== Given exercise ==
Strip the pictures and reproduce the rest of the listing exactly.

== Exercise materials ==
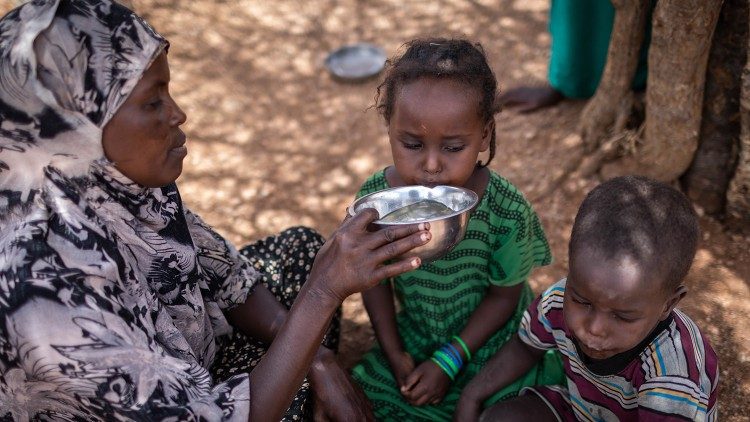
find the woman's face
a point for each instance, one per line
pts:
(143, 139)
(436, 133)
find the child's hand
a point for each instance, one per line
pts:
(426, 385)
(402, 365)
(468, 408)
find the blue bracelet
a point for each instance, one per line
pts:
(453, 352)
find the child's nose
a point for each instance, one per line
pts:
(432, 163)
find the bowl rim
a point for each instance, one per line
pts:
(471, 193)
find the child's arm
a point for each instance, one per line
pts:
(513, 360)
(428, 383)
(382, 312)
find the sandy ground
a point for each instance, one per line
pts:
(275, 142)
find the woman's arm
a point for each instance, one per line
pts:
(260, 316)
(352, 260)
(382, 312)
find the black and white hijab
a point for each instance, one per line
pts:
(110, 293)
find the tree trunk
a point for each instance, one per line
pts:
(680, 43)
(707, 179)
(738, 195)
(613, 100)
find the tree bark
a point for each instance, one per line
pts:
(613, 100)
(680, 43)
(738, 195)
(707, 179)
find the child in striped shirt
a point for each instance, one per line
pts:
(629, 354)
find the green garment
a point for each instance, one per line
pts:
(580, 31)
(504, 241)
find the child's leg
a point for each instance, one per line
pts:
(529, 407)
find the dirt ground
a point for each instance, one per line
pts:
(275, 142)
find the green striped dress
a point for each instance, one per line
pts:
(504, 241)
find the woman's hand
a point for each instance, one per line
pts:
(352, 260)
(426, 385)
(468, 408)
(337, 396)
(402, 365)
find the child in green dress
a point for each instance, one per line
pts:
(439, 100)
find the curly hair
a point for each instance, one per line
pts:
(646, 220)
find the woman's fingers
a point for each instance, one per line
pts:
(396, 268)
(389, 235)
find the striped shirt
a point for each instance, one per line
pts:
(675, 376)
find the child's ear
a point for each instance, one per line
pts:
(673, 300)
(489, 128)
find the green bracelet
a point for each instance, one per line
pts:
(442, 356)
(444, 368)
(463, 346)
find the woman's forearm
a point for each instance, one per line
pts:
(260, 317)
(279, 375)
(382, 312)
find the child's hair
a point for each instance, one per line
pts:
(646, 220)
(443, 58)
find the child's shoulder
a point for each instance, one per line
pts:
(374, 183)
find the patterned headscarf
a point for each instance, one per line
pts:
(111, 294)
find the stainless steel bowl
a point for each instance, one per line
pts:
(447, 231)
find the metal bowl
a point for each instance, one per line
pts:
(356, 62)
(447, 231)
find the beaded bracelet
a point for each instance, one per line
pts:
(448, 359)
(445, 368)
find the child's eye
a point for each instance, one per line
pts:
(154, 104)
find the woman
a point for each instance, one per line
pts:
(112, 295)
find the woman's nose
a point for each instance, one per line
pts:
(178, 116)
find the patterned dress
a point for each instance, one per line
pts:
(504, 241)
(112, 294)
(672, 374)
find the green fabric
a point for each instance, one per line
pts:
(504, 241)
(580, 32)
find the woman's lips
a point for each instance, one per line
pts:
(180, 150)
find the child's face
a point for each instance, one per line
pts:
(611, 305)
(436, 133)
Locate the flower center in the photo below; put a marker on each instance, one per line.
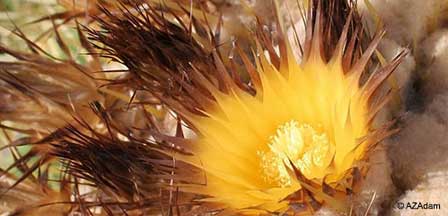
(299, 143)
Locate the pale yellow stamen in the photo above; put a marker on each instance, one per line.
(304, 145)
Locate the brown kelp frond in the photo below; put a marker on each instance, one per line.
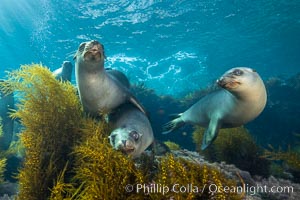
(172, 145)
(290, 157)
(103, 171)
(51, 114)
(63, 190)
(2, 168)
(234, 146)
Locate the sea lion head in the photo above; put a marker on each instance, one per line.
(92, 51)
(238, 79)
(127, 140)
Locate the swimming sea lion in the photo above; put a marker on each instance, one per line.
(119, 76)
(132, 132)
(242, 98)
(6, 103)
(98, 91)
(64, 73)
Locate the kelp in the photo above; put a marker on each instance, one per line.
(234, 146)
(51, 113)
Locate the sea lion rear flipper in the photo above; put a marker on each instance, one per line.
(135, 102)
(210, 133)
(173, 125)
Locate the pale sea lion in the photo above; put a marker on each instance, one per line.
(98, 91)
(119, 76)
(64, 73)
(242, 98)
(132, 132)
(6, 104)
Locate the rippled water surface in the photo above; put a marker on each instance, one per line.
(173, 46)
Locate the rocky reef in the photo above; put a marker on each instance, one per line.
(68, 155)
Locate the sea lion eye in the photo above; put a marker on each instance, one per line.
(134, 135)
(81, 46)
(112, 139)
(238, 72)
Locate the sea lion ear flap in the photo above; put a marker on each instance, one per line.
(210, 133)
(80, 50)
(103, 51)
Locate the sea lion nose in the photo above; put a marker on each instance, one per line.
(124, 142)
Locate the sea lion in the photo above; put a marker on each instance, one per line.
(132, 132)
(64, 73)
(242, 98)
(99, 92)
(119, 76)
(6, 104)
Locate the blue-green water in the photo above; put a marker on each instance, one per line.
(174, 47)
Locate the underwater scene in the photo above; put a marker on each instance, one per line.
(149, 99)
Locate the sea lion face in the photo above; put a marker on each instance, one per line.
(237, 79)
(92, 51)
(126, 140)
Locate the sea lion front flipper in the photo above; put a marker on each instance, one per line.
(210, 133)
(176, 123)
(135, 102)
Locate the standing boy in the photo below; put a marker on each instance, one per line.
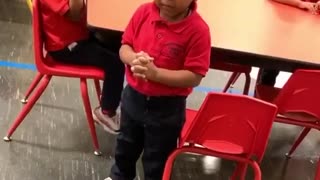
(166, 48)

== Answer for the task ==
find the woman's face
a point for each instance, one per line
pts:
(143, 139)
(436, 133)
find the child's hand
a point for each instance, one per line
pts:
(426, 385)
(402, 365)
(468, 408)
find the blue bracelet
a point for each instance, one per line
pts:
(453, 352)
find the child's nose
a point for each instance, one per line
pts:
(432, 163)
find the bowl rim
a point for each instance, one per line
pts:
(471, 193)
find the child's arm
a point for each instance, one per line
pts:
(513, 360)
(428, 383)
(382, 312)
find the sandy ground
a point for each instance, one per line
pts:
(275, 142)
find the woman's arm
a point for each instance, one per line
pts:
(260, 316)
(352, 260)
(382, 312)
find the black and white hijab
a point for each instance, one per line
pts:
(110, 293)
find the tree trunk
a point for each instance, one per line
pts:
(680, 43)
(707, 179)
(738, 195)
(613, 100)
find the tree bark
a point for each instance, one per line
pts:
(613, 100)
(680, 43)
(738, 195)
(707, 179)
find the child in striped shirt
a point for each instance, one per line
pts:
(629, 354)
find the green garment
a point for each instance, one per line
pts:
(580, 31)
(504, 241)
find the child's leg
a point for each instance, one per line
pts:
(529, 407)
find the dirt ground
a point for each instance, one per line
pts:
(275, 142)
find the green striped dress
a point for each instance, one per line
pts:
(504, 241)
find the woman's hand
a point for each instance, one per line
pts:
(352, 260)
(426, 385)
(468, 408)
(337, 396)
(402, 365)
find the child in green dress
a point for each instance, one per line
pts:
(439, 100)
find the curly hair
a point for each instance, one per line
pts:
(646, 220)
find the woman's fingers
a point for each instance, one per line
pts:
(396, 268)
(389, 235)
find the striped shirt
a point for each instance, one per line
pts:
(675, 376)
find the child's ear
a point for each instance, one per line
pts:
(673, 300)
(489, 128)
find the green bracelet
a point for each instance, one per line
pts:
(442, 356)
(444, 368)
(463, 346)
find the woman's forearm
a point for each instance, one per line
pts:
(260, 317)
(279, 375)
(382, 312)
find the child's hair
a point for each instance, one per line
pts:
(646, 220)
(443, 58)
find the child's shoulder
a point for each instance, one per line
pts:
(374, 183)
find the patterned headscarf
a point for each instance, one per line
pts:
(111, 294)
find the stainless steel bowl
a point for each instance, one per line
pts:
(447, 231)
find the metal bowl
a point for each instance, one per line
pts:
(356, 62)
(447, 231)
find the beaded bracelet
a point for each instance, one per line
pts:
(448, 359)
(445, 368)
find the child's eye
a point for each instance, one per line
pts:
(154, 104)
find the woman
a point for each instance, one per line
pts:
(112, 295)
find the woman's nose
a point for each instance, one per line
pts:
(178, 116)
find the patterned dress
a point for each instance, one per line
pts:
(504, 241)
(112, 294)
(672, 374)
find the green fabric
a point for each instance, one per line
pts:
(504, 241)
(580, 32)
find the woman's lips
a point for each instance, one per line
pts:
(180, 150)
find the child's face
a point for each instance, one per line
pts:
(611, 305)
(436, 133)
Locate the flower center in the photo below; put a marker on each instance, one per line.
(299, 143)
Locate the pale yellow stamen in the photo above; put a marker on each instance, one per line.
(304, 145)
Locate the brown kelp frond in the photo below; put a marker on each instance, one per line.
(172, 145)
(290, 157)
(103, 171)
(51, 114)
(63, 190)
(2, 168)
(234, 146)
Locate the sea lion head in the photo above; put a marker on each instance, one per line.
(92, 51)
(238, 79)
(127, 140)
Locate the swimming sea lion in the photo above; put a marker on each instance, one per line.
(119, 76)
(132, 132)
(242, 98)
(6, 103)
(98, 91)
(64, 73)
Locate the kelp in the photo above; put a marker on each instance, one per line.
(234, 146)
(51, 113)
Locate the sea lion rear flipper in the photo above; put a marker on each instance, one per line.
(135, 102)
(210, 133)
(173, 125)
Locate the pale sea lion in the photo above; put a marker on each instance, one per line.
(98, 91)
(119, 76)
(64, 73)
(242, 98)
(132, 132)
(6, 104)
Locate the rippled water surface in the photo above; put a marker on each instance, one per line.
(173, 46)
Locate the rocky reef in the photo above; put a marker on each instance, one per line.
(68, 155)
Locate the sea lion eye in the photo above; put a marker on each instance, one per line.
(134, 135)
(81, 46)
(112, 139)
(238, 72)
Locate the sea lion ear flap in the photo above; put a marker on each instance, one per line.
(210, 133)
(80, 50)
(103, 51)
Locate the sea lion nose in the photo above; put a marker on each instance, one per line.
(124, 142)
Locate the sea lion in the photo above; put a marker on each instance, one per line.
(132, 132)
(64, 73)
(242, 98)
(99, 92)
(119, 76)
(6, 104)
Locate the blue-green water in the photo above; put a marker on each instance, one per line.
(174, 47)
Locate the underwater scene in the photo above; put a marker on each instance, one per line.
(149, 99)
Locate the sea lion face in the photo above; put a marker on each instance, one per line.
(237, 79)
(92, 51)
(126, 140)
Locate the sea lion front flipper in the photo above; put a marker on each instance, one per line.
(210, 133)
(176, 123)
(135, 102)
Locate the standing boy in the photo below; put a marker on each instance, one per line.
(166, 48)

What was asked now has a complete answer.